ABOUT THIS EXERCISE:
Every entry should appear in your answer exactly as it does here.

AVAILABLE DATA:
========================================================================

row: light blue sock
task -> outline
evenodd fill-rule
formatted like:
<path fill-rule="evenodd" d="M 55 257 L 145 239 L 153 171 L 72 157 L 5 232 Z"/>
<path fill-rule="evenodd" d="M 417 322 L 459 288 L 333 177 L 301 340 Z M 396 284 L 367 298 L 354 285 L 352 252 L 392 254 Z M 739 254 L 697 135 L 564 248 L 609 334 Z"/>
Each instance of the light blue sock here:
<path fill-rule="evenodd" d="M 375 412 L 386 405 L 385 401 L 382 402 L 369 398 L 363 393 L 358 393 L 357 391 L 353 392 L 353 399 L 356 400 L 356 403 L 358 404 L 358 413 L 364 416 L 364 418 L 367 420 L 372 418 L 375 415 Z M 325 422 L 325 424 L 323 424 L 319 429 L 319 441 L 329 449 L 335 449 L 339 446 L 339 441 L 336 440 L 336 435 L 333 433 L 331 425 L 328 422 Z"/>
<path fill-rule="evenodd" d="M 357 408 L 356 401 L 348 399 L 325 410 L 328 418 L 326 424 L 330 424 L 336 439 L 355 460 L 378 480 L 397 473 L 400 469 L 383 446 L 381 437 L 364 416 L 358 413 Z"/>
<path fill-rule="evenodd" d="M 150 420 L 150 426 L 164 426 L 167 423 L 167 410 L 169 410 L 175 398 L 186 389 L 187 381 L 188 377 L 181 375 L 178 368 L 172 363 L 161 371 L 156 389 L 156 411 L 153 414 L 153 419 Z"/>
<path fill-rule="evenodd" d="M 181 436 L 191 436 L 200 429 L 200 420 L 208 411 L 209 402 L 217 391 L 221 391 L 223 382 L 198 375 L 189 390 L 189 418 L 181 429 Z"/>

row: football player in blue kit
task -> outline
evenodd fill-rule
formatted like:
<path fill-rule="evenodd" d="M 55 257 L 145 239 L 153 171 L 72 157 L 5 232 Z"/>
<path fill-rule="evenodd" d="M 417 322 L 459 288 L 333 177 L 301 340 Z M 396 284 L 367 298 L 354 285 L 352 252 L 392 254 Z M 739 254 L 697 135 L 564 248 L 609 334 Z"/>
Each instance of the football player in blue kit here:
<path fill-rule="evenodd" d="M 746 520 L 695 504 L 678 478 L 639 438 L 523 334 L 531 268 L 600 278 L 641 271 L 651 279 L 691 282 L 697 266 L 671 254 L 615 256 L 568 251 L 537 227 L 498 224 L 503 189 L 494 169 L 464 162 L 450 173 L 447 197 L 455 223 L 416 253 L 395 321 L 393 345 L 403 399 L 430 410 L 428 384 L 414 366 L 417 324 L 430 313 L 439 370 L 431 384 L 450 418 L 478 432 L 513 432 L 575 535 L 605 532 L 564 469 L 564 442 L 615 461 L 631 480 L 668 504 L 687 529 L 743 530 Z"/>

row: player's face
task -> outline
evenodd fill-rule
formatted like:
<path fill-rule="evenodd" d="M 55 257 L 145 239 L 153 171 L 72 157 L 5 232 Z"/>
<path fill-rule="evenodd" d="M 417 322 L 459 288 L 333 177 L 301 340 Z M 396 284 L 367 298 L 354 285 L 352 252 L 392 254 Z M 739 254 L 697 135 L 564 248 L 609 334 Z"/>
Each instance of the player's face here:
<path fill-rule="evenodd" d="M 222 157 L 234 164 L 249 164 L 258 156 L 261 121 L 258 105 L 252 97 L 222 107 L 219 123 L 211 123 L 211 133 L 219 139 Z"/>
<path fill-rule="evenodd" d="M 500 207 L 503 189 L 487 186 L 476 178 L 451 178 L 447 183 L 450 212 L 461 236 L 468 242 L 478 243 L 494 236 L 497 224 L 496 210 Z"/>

========================================================================

RESULT FOR THIS TASK:
row: light blue sock
task -> outline
evenodd fill-rule
formatted like:
<path fill-rule="evenodd" d="M 55 257 L 145 239 L 153 171 L 72 157 L 5 232 Z"/>
<path fill-rule="evenodd" d="M 417 322 L 459 288 L 333 177 L 301 340 Z M 396 284 L 367 298 L 354 285 L 352 252 L 392 254 Z M 739 254 L 697 135 L 564 248 L 609 334 Z"/>
Each instance of the light blue sock here:
<path fill-rule="evenodd" d="M 375 412 L 386 405 L 385 401 L 382 402 L 369 398 L 363 393 L 358 393 L 357 391 L 353 392 L 353 399 L 356 400 L 356 403 L 358 404 L 358 413 L 364 416 L 364 418 L 367 420 L 372 418 L 375 415 Z M 325 422 L 325 424 L 323 424 L 319 429 L 319 441 L 329 449 L 335 449 L 339 446 L 339 441 L 336 440 L 336 435 L 333 433 L 331 425 L 328 422 Z"/>
<path fill-rule="evenodd" d="M 357 408 L 356 401 L 348 399 L 325 410 L 328 418 L 326 424 L 330 424 L 336 439 L 355 460 L 378 480 L 397 473 L 400 469 L 383 446 L 381 437 L 364 416 L 358 413 Z"/>
<path fill-rule="evenodd" d="M 150 420 L 150 426 L 164 426 L 167 423 L 167 410 L 169 410 L 175 398 L 186 389 L 187 381 L 188 377 L 181 375 L 178 368 L 172 363 L 161 371 L 156 389 L 156 411 L 153 414 L 153 419 Z"/>
<path fill-rule="evenodd" d="M 181 436 L 191 436 L 200 429 L 200 420 L 208 411 L 209 402 L 217 391 L 221 391 L 223 382 L 198 375 L 189 390 L 189 418 L 181 429 Z"/>

row: football player in blue kit
task -> outline
evenodd fill-rule
formatted like:
<path fill-rule="evenodd" d="M 55 257 L 145 239 L 153 171 L 72 157 L 5 232 Z"/>
<path fill-rule="evenodd" d="M 417 322 L 459 288 L 333 177 L 301 340 Z M 396 284 L 367 298 L 354 285 L 352 252 L 392 254 Z M 739 254 L 697 135 L 564 248 L 609 334 Z"/>
Each instance of the football player in blue kit here:
<path fill-rule="evenodd" d="M 746 520 L 695 504 L 678 478 L 639 438 L 523 334 L 531 268 L 600 278 L 641 271 L 651 279 L 691 282 L 697 266 L 671 254 L 615 256 L 568 251 L 537 227 L 498 224 L 503 189 L 494 169 L 464 162 L 450 173 L 447 197 L 455 223 L 416 253 L 395 321 L 393 345 L 403 399 L 430 410 L 428 384 L 414 366 L 417 324 L 430 313 L 439 370 L 431 384 L 450 418 L 478 432 L 513 432 L 575 535 L 605 532 L 564 469 L 564 442 L 615 461 L 631 480 L 668 504 L 687 529 L 743 530 Z"/>

row: player's face
task -> outline
evenodd fill-rule
formatted like:
<path fill-rule="evenodd" d="M 55 257 L 145 239 L 153 171 L 72 157 L 5 232 Z"/>
<path fill-rule="evenodd" d="M 417 322 L 459 288 L 333 177 L 301 340 Z M 396 284 L 367 298 L 354 285 L 352 252 L 392 254 Z M 739 254 L 697 135 L 564 248 L 609 334 Z"/>
Each instance of the player's face here:
<path fill-rule="evenodd" d="M 222 157 L 234 164 L 249 164 L 258 156 L 261 121 L 258 105 L 252 97 L 222 107 L 219 123 L 211 123 L 211 133 L 219 139 Z"/>
<path fill-rule="evenodd" d="M 500 207 L 503 189 L 487 186 L 476 178 L 451 178 L 447 183 L 450 212 L 461 236 L 468 242 L 478 243 L 494 236 L 497 224 L 496 210 Z"/>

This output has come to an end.